**Aim of the task**. How many lines in the records below contain the word "gray"? Reply with the number alone.

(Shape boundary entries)
──────────────────────────────
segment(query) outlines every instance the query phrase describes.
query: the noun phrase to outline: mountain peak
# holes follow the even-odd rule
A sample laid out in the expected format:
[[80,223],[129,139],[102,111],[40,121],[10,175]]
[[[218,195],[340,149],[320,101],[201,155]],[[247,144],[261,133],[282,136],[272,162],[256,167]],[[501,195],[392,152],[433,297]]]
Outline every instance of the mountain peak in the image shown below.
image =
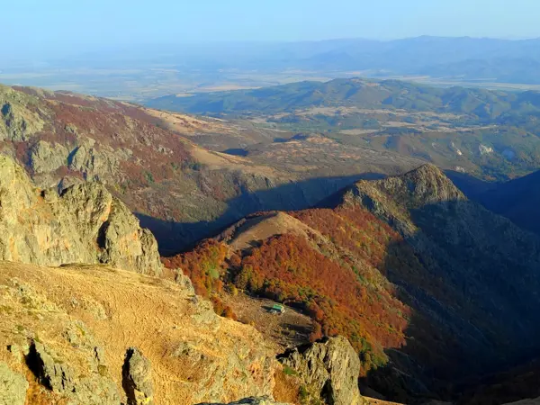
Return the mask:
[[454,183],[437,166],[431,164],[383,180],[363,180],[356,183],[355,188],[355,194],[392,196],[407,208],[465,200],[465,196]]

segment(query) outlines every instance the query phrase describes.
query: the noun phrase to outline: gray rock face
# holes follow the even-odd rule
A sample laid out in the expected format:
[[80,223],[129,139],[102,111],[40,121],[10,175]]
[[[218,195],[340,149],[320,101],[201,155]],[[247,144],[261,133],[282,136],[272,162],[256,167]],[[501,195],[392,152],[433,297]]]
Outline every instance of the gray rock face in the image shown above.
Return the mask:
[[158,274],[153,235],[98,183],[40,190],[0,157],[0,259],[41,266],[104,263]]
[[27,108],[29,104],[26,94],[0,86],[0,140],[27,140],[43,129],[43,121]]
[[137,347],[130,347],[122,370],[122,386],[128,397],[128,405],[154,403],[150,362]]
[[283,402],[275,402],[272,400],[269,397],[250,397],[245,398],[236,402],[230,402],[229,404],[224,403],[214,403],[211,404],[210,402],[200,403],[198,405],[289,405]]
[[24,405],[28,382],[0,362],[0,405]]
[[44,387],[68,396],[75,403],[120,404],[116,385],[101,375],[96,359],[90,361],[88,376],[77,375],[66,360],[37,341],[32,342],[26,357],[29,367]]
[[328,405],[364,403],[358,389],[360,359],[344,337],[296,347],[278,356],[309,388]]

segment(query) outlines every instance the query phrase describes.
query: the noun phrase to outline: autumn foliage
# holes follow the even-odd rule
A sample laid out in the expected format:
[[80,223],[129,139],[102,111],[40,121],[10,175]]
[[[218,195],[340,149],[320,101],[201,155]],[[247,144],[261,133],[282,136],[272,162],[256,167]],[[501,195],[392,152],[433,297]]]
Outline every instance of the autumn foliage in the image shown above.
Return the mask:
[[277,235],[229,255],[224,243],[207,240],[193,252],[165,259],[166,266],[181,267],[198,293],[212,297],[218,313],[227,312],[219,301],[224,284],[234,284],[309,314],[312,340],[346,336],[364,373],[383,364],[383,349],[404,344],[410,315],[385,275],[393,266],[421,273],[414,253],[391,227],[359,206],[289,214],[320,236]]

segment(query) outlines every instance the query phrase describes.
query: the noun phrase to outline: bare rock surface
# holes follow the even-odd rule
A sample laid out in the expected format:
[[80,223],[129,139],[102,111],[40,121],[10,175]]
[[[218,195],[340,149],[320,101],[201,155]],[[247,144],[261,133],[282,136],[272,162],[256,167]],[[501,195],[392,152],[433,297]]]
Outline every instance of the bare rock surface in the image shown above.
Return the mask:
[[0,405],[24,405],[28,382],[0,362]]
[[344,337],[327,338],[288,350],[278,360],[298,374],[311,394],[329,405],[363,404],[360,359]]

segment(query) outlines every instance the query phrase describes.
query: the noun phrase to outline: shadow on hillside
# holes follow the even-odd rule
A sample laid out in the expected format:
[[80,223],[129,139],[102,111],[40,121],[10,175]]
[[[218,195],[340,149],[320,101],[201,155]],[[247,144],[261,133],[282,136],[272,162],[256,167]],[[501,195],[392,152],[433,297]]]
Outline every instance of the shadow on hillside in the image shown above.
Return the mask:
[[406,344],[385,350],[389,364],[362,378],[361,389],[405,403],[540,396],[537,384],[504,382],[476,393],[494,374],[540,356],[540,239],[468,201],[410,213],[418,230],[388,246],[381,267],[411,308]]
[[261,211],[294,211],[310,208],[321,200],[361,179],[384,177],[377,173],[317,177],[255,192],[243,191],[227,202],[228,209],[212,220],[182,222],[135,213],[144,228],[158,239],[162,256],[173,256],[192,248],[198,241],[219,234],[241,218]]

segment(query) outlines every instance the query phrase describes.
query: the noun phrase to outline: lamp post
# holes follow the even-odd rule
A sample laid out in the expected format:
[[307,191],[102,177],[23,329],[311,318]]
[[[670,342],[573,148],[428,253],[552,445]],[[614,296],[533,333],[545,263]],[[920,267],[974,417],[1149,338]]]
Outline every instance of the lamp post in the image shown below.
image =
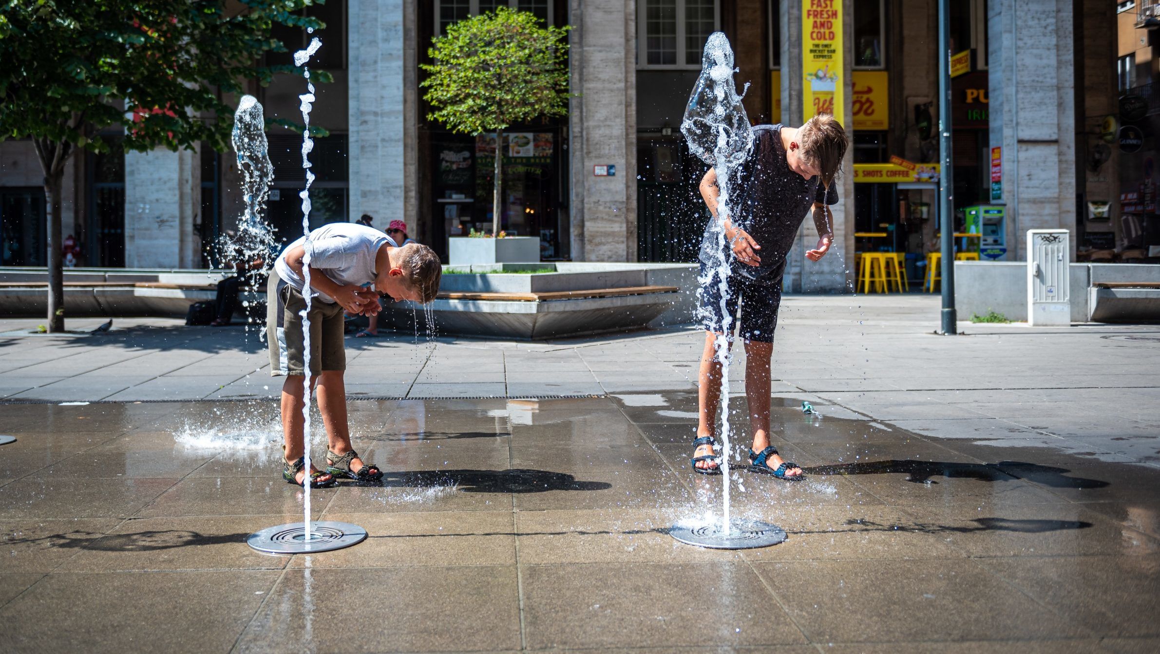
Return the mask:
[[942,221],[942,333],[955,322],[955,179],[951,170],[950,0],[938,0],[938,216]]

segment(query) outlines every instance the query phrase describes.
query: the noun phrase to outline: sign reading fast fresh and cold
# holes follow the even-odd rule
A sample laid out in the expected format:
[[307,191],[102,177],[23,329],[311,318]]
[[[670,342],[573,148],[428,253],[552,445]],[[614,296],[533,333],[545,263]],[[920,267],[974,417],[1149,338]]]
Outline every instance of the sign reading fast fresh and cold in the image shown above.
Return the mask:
──────────────────────────────
**Answer for this exercise**. 2